Restate the listing below word for word, and leave its pictures behind.

* **MATERIAL TO PROCESS**
____________
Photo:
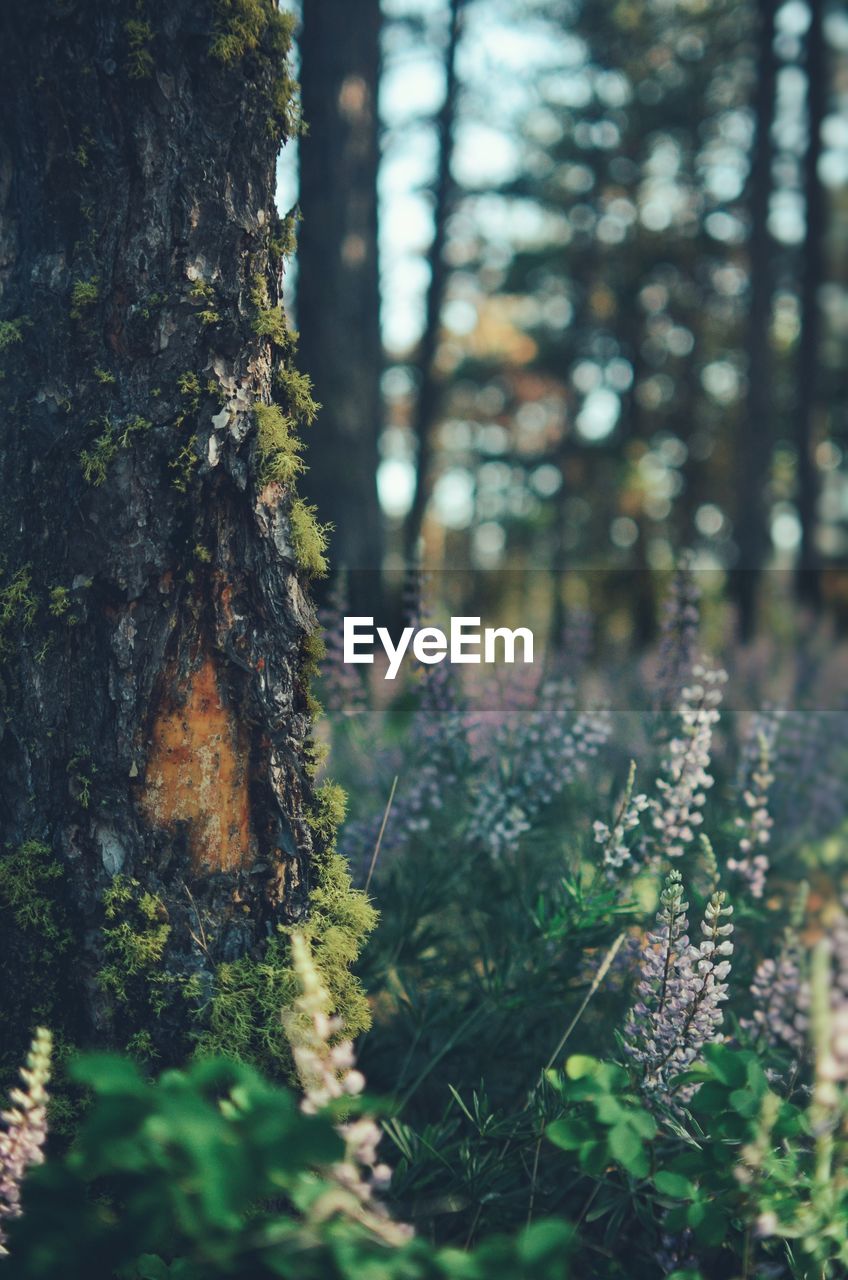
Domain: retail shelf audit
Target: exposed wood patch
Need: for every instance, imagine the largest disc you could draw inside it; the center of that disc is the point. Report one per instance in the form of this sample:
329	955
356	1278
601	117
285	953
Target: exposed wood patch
197	773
____________
* **EXERCISE SOLUTION**
Photo:
Domain: retail shelf audit
Target: exposed wood patch
Need: for every instance, imagine the largest disc you could draw inside it; the center of that disc is the point. Report one per instance in the form of this sample:
329	955
356	1278
601	117
285	953
Target: exposed wood patch
197	773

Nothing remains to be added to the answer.